(INPUT RECORDS)
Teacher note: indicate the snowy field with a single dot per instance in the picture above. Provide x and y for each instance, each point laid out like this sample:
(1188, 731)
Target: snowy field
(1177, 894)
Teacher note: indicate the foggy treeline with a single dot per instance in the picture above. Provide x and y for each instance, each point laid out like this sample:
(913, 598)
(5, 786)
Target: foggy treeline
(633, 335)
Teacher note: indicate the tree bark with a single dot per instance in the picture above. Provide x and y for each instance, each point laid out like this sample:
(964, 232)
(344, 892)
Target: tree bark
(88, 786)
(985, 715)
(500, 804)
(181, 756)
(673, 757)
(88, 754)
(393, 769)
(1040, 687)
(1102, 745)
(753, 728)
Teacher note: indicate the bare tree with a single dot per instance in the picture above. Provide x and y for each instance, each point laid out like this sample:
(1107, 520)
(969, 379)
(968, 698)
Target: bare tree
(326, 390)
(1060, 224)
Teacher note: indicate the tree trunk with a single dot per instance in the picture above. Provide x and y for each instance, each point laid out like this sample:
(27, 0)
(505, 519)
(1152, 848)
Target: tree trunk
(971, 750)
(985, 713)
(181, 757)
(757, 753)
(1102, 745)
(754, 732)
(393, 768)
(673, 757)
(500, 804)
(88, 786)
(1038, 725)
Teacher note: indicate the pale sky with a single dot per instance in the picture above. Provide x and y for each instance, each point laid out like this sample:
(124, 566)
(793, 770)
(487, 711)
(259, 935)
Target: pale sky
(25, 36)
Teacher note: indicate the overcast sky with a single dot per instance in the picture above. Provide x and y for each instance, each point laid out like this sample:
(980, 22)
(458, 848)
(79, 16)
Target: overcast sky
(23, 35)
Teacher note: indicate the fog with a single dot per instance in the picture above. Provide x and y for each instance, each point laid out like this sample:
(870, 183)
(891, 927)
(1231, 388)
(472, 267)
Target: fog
(End INPUT RECORDS)
EXERCISE GOAL: Go through the data and copy each line exactly as it reads.

EXPECTED ANSWER:
Teacher note: indicate the snowy field with a single dot per instance in the picture above. Provide x and y for each instance, each point laid out like this sample:
(1188, 731)
Target: snowy field
(1177, 894)
Teacher note: indicate the foggy treeline with a single dot per instance in the picture above. Provide x and y for each instance, each point laid out like this sample:
(913, 598)
(5, 786)
Target: foggy treeline
(633, 335)
Teacher note: indicate the tree bark with a single dot per instance in the picture above. Provide x and y for each instance, each point laid out like this sample:
(964, 232)
(344, 892)
Target: tree bark
(88, 786)
(985, 715)
(500, 804)
(181, 756)
(673, 757)
(88, 754)
(393, 769)
(1040, 687)
(1102, 745)
(753, 728)
Teacher note: indicate the bare tree with a single dot per instance in the picture above. Provide x and y for each instance, each point laid out like this sample:
(1107, 520)
(969, 379)
(968, 698)
Target: bare tree
(326, 390)
(1060, 224)
Teacher note: indicate the tree trunk with a single dot per instance in the picture above. Provide x and y for each instance, each point laid out like this sample:
(27, 0)
(505, 519)
(1152, 848)
Target: tree trunk
(971, 750)
(985, 713)
(181, 757)
(757, 753)
(1102, 745)
(754, 732)
(393, 768)
(673, 757)
(500, 804)
(88, 786)
(1038, 725)
Teacher note: indicate the pale sky with a single dot per instance in the picture above. Provide x and y for each instance, each point laid out like this sample:
(124, 566)
(793, 770)
(487, 711)
(259, 935)
Target: pale sky
(25, 36)
Teacher note: indicate the overcast sky with a single dot per instance in the picture above. Provide x and y for each instance, each point laid out like this sample:
(980, 22)
(458, 848)
(79, 16)
Target: overcast sky
(23, 35)
Teacher note: indicate the fog with a single dot per instance in the picture above. Provide x and y for each instance, each point laid out like this sample:
(870, 183)
(891, 927)
(1231, 388)
(472, 267)
Target: fog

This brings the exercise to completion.